**RECORDED DATA**:
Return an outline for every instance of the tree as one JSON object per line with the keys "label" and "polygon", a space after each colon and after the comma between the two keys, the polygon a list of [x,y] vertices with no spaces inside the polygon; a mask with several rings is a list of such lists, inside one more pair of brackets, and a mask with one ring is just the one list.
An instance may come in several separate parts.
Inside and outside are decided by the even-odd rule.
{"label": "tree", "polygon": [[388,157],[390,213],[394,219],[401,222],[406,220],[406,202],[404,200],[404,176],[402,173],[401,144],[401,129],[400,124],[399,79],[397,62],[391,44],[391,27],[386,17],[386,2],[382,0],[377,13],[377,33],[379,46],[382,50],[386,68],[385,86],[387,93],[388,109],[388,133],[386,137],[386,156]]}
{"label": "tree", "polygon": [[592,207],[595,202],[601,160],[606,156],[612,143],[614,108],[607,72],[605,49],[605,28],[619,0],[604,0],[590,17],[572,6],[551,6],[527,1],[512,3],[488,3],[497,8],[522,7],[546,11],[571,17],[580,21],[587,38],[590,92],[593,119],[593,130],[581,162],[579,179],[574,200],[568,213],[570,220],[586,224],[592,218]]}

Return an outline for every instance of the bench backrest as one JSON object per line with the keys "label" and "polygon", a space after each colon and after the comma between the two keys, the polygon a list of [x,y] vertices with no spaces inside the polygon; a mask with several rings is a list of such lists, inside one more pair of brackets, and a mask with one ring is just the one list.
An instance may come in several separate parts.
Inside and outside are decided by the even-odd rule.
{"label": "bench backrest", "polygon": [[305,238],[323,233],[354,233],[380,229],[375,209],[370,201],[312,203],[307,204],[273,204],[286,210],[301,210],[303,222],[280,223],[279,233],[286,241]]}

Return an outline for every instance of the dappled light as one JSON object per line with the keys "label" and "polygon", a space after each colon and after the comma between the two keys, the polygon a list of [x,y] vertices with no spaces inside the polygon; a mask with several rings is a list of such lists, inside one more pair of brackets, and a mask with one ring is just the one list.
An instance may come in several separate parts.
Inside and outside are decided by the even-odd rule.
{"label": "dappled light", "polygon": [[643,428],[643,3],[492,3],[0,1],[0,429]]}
==
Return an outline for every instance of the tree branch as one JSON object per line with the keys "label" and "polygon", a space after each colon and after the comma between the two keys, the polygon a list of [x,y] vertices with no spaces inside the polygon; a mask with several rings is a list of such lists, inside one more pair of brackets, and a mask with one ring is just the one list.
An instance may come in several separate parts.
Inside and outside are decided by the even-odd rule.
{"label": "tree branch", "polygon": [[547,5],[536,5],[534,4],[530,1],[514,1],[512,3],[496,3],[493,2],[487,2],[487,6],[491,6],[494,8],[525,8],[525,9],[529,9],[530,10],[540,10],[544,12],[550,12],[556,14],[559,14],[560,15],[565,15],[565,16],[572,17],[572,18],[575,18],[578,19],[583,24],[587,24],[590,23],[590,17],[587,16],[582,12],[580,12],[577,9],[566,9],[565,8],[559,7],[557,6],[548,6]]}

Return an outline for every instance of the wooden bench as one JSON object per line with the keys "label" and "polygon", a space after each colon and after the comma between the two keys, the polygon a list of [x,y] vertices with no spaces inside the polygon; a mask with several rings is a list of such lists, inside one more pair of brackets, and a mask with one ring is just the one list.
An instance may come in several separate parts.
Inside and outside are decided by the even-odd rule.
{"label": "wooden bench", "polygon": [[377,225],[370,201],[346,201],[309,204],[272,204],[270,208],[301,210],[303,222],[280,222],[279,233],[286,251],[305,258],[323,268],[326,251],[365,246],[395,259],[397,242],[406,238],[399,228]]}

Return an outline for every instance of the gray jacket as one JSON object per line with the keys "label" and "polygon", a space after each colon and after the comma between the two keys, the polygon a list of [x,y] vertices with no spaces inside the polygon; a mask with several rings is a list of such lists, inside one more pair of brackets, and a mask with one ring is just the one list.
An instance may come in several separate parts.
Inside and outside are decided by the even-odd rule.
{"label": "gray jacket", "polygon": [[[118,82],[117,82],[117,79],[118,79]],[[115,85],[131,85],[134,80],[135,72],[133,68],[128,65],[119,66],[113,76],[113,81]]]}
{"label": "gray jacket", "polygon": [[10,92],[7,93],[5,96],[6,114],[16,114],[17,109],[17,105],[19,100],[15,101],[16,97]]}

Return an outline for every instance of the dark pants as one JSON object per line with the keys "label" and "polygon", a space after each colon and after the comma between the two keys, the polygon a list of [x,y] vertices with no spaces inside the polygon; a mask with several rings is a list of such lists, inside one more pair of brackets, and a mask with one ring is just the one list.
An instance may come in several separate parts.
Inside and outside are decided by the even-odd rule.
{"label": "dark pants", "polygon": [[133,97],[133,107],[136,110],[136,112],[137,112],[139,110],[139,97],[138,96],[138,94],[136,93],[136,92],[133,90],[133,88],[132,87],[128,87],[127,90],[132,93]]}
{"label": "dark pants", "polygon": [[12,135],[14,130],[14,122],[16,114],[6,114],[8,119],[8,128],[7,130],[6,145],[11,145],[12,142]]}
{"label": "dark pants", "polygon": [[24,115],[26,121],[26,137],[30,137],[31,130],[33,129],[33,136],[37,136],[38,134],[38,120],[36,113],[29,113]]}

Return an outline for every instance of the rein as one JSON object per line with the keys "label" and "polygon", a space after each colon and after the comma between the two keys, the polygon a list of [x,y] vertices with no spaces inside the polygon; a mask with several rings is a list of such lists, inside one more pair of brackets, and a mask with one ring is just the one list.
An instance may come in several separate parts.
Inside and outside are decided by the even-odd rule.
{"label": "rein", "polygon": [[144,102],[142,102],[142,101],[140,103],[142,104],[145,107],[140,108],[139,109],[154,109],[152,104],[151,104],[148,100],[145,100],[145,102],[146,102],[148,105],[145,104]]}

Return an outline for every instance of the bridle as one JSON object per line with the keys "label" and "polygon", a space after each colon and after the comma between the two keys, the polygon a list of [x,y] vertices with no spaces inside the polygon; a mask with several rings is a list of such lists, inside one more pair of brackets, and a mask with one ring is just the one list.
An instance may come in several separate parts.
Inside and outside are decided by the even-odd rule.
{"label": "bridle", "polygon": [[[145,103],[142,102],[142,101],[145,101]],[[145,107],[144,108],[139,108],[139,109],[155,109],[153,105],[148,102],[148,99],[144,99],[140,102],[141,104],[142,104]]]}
---
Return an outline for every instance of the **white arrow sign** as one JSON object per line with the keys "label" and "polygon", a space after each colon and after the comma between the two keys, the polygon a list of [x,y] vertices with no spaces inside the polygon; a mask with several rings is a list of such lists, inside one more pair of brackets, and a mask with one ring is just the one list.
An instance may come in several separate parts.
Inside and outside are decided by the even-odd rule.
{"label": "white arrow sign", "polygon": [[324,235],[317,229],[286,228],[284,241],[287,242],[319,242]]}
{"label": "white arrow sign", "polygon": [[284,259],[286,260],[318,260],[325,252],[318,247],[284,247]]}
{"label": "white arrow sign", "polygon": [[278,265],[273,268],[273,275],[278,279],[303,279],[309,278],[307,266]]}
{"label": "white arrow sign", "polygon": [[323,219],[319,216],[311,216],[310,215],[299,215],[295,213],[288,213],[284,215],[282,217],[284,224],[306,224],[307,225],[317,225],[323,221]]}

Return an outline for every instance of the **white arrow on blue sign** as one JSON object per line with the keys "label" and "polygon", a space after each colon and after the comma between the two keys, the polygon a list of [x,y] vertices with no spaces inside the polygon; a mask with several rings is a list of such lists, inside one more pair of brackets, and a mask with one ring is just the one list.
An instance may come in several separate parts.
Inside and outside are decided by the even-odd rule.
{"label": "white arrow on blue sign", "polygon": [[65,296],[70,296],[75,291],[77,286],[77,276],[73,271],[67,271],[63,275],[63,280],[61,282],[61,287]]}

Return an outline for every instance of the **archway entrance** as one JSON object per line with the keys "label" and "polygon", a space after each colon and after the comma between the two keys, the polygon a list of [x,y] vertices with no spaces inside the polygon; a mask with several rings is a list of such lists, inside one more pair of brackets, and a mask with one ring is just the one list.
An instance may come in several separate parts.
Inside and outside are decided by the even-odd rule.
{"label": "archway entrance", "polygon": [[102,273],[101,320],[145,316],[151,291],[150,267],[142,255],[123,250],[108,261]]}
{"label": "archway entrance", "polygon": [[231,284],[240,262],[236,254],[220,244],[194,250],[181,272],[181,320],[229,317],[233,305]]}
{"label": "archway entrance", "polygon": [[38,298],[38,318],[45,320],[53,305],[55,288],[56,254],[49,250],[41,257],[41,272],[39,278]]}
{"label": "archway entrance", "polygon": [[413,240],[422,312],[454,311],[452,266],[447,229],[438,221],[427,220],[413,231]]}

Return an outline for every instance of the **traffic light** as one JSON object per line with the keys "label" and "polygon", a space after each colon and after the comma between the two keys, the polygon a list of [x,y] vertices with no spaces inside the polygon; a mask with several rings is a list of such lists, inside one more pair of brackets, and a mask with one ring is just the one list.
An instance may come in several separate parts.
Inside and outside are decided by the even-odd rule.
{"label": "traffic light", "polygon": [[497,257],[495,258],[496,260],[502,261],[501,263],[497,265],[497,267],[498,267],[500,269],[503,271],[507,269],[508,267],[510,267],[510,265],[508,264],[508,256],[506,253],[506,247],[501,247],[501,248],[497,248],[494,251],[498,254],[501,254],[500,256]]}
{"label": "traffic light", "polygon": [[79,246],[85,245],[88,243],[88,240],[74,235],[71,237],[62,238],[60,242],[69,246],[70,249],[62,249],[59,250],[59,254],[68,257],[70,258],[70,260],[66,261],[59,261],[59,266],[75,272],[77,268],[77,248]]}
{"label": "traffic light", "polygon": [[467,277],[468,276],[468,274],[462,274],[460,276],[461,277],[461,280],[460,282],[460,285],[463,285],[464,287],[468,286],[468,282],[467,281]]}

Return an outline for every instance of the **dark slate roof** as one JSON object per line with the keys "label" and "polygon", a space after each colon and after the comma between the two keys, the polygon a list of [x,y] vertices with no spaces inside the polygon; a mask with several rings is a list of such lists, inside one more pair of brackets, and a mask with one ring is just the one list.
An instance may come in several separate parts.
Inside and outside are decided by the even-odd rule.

**GIVEN EXERCISE**:
Count the lines in the material above that contain the string "entrance", treating case as significant. Give only the number.

**SOLUTION TO THE EXERCISE**:
5